(Task requirements):
A – Repeat the census notebook text between "Total_UK_2011_black = df_census_2011['Black'].sum()" and "Total_UK_2011_others = df_census_2011['Others'].sum()", inclusive, keeping every character unchanged.
B – Carry on the census data notebook from its final line by writing the code and comments that would come next.

Total_UK_2011_asian = df_census_2011['Asian'].sum()
Total_UK_2011_black = df_census_2011['Black'].sum()
Total_UK_2011_white = df_census_2011['White'].sum()
Total_UK_2011_others = df_census_2011['Others'].sum()

2.1 2011 census data - Bradford¶

In [211]:
# Selecting only Bradford from the joined dataset

data_bradford_2011 = df_census_2011[(df_census_2011.LAD == "Bradford")]
In [212]:
# creating new variables for visualization purpose

Total_Bradford_2011_asian = data_bradford_2011['Asian'].sum()
Total_Bradford_2011_black = data_bradford_2011['Black'].sum()
Total_Bradford_2011_white = data_bradford_2011['White'].sum()
Total_Bradford_2011_others = data_bradford_2011['Others'].sum()

3. 2001 census data - UK¶

In [213]:
#Load the OA census 2001 and LAD dataset

df_2001 = pd.read_csv("Dataset/Ethnic_census_data/2001_data/2001_census_data.csv", sep=';', header=None, encoding='latin-1')
df_lad_2001 = pd.read_csv("Dataset/Ethnic_census_data/2001_data/Output_Area_to_Lower_Layer_Super_Output_Area_to_Middle_Layer_Super_Output_Area_(December_2001)_Lookup_in_England_and_Wales.csv", encoding='latin-1')
In [214]:
#Set first Row as Header in 2001 census data

df_2001.columns = df_2001.iloc[0]
df_2001 = df_2001[1:]
In [215]:
# Taking only first columns because it has all the values for the ethnic group and dropping other columns

df_2001.drop(df_2001.iloc[:,1:], inplace=True, axis=1)

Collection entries
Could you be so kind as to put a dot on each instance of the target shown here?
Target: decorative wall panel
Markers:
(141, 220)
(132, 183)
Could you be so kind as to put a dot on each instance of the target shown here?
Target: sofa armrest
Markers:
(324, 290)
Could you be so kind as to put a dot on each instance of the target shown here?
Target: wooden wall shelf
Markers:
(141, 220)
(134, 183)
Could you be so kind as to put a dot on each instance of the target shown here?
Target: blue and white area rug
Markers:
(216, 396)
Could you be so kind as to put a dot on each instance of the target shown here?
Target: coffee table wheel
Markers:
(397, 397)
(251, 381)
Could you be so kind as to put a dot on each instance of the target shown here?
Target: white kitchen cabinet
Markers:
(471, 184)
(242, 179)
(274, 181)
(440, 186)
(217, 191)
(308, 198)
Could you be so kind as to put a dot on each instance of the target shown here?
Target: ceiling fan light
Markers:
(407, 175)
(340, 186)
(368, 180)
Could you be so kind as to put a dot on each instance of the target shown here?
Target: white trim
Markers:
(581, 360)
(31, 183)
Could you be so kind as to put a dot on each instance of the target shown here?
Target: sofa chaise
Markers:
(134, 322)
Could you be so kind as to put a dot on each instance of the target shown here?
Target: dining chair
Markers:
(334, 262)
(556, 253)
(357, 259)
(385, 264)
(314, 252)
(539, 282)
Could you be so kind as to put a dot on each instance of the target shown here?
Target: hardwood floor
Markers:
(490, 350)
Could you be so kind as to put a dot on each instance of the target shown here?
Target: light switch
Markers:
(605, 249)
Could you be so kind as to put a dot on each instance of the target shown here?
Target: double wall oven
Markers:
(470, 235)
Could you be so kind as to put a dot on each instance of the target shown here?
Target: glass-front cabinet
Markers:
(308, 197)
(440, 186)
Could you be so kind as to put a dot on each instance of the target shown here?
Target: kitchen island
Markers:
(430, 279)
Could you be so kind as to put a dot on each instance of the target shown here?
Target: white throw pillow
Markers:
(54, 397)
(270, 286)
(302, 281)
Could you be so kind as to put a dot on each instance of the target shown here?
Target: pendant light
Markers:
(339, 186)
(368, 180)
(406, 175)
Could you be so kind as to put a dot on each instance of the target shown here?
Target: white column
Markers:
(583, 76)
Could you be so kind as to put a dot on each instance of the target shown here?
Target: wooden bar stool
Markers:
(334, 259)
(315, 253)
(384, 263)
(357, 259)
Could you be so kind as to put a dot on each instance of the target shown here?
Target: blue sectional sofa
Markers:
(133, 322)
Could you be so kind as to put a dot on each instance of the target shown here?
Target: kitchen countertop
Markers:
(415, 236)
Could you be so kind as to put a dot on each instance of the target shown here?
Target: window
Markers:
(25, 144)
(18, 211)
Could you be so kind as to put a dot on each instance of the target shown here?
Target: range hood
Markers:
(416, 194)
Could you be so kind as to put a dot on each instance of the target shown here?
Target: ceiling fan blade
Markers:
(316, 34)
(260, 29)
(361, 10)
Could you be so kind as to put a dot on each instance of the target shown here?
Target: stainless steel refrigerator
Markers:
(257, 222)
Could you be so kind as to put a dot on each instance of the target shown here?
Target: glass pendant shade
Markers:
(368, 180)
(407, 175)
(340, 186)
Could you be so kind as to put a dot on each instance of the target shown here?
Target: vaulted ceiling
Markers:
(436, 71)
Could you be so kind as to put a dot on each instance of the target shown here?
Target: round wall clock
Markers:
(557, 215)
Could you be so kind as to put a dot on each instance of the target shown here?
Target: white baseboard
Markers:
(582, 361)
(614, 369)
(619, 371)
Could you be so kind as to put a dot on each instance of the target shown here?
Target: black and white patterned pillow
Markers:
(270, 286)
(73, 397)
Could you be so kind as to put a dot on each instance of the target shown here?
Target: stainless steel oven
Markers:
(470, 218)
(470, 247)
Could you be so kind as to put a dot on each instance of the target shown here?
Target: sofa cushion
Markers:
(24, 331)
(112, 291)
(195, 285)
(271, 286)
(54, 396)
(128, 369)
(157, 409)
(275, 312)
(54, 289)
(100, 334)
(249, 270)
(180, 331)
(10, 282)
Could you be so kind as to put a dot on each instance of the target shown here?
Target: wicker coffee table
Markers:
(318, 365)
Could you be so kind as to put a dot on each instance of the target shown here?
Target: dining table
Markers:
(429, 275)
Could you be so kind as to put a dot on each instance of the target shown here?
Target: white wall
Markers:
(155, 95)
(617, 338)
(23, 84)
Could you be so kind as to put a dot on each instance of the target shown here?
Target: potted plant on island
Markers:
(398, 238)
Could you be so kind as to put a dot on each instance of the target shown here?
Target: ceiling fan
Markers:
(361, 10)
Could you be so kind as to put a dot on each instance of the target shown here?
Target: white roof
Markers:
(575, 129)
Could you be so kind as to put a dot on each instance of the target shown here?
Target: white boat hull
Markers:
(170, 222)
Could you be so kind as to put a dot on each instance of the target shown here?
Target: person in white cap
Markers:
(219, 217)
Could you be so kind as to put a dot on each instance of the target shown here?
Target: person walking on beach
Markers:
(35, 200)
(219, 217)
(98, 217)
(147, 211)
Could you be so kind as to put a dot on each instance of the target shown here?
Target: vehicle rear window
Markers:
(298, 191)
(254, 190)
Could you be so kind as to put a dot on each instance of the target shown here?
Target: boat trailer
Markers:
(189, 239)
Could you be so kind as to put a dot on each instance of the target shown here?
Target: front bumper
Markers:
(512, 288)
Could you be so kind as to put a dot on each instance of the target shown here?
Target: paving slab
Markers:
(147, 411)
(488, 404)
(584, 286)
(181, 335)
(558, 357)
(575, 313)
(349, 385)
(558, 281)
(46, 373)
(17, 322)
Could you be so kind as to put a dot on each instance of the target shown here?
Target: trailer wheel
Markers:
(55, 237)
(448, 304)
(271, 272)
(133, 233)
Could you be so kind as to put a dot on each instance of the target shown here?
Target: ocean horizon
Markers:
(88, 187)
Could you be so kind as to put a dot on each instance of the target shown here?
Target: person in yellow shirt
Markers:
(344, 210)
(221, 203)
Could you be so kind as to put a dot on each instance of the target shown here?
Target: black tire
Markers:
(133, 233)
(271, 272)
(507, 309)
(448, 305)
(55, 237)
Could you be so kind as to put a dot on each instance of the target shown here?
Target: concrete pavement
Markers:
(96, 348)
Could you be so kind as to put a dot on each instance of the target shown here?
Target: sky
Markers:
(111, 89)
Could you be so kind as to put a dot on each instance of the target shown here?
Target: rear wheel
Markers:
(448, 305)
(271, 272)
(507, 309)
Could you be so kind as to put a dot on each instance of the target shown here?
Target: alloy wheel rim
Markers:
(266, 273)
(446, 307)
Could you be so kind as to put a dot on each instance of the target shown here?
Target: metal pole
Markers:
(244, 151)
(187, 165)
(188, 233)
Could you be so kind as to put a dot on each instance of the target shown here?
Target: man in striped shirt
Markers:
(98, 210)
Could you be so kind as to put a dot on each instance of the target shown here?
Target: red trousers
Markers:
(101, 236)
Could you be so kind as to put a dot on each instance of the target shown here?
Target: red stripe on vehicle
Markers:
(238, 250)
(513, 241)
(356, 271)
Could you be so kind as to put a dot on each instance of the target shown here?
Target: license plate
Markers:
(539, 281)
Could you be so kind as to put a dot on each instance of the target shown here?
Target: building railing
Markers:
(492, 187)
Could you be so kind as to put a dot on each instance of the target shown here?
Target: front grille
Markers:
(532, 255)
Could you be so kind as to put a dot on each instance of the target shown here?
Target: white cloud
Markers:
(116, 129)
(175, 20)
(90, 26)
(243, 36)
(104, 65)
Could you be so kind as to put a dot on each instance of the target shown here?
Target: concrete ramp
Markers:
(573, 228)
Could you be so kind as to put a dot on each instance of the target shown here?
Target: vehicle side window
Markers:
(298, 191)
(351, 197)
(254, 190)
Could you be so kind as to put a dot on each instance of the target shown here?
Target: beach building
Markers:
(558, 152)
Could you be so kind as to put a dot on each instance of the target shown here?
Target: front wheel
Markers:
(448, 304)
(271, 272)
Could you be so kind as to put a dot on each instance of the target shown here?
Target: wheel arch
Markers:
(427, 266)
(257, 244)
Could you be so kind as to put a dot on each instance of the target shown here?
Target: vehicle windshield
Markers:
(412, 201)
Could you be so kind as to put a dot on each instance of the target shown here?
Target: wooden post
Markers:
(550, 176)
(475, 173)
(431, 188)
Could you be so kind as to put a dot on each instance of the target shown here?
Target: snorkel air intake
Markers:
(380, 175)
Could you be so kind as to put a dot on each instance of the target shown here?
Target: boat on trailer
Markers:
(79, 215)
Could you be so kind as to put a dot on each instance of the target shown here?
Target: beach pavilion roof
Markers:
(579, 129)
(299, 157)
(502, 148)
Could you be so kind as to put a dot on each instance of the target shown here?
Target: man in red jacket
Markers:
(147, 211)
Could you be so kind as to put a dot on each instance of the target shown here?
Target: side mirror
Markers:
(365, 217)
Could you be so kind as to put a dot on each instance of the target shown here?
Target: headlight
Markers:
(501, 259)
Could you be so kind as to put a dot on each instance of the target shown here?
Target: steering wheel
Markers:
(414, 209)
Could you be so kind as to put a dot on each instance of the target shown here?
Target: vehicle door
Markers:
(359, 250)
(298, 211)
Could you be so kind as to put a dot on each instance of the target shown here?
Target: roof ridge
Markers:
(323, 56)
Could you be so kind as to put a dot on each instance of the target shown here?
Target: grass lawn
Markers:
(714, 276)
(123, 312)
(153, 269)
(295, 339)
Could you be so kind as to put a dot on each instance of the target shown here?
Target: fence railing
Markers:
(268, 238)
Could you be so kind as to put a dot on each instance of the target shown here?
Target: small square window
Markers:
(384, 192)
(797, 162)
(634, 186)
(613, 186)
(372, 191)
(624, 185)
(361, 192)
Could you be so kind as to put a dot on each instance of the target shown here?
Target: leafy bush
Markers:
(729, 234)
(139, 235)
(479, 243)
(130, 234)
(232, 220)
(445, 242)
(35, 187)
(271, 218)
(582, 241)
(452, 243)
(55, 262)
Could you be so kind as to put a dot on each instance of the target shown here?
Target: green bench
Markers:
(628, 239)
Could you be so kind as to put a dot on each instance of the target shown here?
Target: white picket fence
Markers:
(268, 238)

(Answers provided):
A –
Total_UK_2011_black = df_census_2011['Black'].sum()
Total_UK_2011_white = df_census_2011['White'].sum()
Total_UK_2011_others = df_census_2011['Others'].sum()

B –
df_2001.head(1)
Out[215]:
date,"geography","geography code","Ethnic Group: All categories: Ethnic group
1 2001,"00EHNC0001","00EHNC0001",261,255,255,0,0...
In [216]:
#Renaming the column name

df_2001.rename(columns={df_2001.columns[0]: 'Features'},inplace=True)
print(df_2001.columns)
Index(['Features'], dtype='object', name=0)
In [217]:
#Splitting the first column into multiple columns

df_2001 = df_2001.Features.str.split(',',expand=True)
In [218]:
df_2001.shape
Out[218]:
(175434, 25)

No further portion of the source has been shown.